*Do this:* Output, please, every line from the line that holds "[point] every instance of the jeep hood" to the end, exactly as written.

[Dataset entries]
'''
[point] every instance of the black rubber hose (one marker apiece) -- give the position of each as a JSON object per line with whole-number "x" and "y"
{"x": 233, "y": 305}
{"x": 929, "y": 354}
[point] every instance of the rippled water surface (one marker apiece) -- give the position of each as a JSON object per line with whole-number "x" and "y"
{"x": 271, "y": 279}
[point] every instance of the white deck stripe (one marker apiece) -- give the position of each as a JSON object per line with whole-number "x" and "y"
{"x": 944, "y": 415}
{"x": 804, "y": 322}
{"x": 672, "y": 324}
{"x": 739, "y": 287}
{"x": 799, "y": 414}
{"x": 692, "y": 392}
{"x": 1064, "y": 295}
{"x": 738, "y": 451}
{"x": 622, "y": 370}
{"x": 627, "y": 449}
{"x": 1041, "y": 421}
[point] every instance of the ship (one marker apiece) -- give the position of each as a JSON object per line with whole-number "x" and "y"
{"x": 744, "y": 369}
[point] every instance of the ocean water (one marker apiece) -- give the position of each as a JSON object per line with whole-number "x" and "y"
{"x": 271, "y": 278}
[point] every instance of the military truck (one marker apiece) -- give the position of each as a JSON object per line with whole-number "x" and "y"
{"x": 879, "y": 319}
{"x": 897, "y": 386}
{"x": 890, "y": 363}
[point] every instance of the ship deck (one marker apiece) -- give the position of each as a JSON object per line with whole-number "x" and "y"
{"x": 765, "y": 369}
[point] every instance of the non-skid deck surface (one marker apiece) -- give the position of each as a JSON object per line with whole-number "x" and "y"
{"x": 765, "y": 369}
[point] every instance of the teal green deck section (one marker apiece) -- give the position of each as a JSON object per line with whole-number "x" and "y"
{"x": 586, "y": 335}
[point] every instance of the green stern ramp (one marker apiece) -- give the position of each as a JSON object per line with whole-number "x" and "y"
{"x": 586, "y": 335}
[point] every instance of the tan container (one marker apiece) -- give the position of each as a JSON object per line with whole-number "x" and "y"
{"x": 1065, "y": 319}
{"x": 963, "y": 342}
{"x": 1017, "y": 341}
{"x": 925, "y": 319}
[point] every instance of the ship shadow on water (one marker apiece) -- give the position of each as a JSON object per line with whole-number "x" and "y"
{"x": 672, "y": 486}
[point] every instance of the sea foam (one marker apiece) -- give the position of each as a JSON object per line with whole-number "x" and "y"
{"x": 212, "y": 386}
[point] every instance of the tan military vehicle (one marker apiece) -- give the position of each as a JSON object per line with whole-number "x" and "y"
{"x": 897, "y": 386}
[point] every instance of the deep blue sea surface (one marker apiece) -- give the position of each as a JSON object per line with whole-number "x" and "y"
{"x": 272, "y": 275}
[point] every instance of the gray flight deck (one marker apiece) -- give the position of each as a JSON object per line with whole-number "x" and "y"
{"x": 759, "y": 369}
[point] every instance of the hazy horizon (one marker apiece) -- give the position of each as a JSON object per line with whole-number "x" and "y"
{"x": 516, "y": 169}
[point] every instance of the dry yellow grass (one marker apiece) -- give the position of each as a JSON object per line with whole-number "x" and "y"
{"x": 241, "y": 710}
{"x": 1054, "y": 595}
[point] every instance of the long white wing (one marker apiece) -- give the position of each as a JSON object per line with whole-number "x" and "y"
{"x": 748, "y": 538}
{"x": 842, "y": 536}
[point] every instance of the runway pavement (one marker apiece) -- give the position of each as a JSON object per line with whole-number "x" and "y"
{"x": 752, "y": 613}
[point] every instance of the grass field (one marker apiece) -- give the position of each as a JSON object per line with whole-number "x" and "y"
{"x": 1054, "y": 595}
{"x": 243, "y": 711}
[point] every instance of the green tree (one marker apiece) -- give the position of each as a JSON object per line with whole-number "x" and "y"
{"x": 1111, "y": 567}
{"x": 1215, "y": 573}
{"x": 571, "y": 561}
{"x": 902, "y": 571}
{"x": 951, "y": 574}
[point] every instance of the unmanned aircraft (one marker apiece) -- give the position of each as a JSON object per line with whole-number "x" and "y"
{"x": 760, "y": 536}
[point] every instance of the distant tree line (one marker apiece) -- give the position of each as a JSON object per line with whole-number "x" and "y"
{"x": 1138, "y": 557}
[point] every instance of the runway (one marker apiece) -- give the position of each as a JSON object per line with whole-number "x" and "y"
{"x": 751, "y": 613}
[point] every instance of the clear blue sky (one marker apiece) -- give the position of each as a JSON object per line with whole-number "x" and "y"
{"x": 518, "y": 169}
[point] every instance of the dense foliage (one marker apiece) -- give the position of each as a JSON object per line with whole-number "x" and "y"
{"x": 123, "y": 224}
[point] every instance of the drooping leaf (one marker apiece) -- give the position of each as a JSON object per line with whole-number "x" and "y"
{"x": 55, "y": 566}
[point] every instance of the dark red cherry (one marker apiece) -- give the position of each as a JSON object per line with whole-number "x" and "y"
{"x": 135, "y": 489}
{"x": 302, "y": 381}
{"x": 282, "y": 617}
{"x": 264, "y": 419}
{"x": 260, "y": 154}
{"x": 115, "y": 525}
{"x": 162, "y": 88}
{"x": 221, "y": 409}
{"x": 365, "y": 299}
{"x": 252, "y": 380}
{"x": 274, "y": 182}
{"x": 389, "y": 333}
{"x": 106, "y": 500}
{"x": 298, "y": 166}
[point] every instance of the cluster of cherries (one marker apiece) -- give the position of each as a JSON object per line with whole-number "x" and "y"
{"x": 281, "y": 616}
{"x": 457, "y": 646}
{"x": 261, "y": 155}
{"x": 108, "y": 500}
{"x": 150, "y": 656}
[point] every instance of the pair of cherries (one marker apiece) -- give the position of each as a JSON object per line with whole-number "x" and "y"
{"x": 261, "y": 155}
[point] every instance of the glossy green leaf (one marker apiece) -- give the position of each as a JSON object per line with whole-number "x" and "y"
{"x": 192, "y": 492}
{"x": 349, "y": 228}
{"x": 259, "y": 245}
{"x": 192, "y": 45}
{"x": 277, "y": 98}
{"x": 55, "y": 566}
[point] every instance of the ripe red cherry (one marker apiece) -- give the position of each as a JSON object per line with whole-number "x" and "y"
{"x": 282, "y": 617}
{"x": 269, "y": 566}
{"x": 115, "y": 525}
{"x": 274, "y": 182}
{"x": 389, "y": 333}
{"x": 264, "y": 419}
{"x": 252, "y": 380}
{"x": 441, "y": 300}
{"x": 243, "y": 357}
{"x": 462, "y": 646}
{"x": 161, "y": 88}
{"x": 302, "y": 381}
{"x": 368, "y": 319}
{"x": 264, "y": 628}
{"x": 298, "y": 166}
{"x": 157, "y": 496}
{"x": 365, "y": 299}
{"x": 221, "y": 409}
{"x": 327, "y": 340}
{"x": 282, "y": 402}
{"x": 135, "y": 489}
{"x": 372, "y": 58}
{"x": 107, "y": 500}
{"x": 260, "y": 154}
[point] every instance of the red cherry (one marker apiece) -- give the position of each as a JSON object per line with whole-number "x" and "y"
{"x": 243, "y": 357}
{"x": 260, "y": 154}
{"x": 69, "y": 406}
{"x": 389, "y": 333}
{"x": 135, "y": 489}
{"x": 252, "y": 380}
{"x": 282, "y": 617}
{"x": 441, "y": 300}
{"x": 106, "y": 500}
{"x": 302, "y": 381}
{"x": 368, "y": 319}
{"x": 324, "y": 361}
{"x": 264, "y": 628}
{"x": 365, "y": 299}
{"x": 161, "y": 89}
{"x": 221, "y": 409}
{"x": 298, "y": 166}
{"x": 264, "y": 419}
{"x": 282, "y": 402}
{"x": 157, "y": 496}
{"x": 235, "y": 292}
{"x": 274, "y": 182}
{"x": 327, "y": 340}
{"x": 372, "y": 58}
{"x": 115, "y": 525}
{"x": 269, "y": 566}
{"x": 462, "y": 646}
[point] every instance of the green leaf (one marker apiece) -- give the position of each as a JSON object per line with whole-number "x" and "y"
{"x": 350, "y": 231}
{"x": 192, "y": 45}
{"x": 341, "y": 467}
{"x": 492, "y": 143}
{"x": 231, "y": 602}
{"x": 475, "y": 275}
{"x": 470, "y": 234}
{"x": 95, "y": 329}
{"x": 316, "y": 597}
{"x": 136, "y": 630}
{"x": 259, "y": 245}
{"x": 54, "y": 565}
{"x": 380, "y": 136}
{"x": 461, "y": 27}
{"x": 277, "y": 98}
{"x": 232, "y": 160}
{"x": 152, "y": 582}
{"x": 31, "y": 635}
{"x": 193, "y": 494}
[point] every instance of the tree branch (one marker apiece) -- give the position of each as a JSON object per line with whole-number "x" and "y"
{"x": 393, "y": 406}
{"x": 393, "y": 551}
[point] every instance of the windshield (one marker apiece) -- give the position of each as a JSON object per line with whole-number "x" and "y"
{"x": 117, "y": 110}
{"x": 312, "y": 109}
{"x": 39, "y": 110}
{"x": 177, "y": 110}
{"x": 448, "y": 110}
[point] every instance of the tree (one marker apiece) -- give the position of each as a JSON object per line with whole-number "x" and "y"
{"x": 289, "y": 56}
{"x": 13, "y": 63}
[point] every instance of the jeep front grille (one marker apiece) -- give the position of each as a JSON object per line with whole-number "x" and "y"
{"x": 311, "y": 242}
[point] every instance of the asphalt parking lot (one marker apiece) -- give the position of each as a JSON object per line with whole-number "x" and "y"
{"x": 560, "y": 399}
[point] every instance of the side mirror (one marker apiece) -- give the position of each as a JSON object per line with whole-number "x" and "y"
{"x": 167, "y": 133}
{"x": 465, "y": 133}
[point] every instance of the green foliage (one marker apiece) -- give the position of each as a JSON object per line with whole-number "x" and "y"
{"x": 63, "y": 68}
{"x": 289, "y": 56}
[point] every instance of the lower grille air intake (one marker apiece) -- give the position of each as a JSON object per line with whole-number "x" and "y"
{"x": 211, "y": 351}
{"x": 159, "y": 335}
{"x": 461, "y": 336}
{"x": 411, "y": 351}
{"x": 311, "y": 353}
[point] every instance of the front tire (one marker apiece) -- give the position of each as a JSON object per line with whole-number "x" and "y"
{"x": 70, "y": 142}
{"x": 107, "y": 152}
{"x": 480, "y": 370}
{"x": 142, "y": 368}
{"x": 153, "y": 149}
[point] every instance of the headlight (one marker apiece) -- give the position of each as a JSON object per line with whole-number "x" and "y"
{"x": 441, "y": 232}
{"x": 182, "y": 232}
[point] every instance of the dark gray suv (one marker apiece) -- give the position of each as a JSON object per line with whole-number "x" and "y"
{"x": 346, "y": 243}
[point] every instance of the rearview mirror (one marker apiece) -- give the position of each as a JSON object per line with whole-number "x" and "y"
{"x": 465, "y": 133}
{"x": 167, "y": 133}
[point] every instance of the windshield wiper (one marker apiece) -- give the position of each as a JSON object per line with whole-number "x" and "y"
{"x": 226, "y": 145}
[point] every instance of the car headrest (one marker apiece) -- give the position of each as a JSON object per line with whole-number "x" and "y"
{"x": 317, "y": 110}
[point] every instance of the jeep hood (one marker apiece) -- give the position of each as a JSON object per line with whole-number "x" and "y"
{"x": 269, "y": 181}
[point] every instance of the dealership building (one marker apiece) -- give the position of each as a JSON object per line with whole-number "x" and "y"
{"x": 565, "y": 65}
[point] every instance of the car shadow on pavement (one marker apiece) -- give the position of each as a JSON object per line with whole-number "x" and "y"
'''
*Correct output:*
[point] every instance of the jeep hood (one marker apiece) -- give the position of each as a JSON object per line with whole-number "x" and "y"
{"x": 269, "y": 181}
[point] every instance of the dealership building (one marker apiece) -- give the position of each as a JSON object per line with whole-number "x" and "y"
{"x": 565, "y": 65}
[point] every instance of the car shadow on pavement (one marker apiece) -- give the position of each as a JSON object per line with whole-number "x" and "y"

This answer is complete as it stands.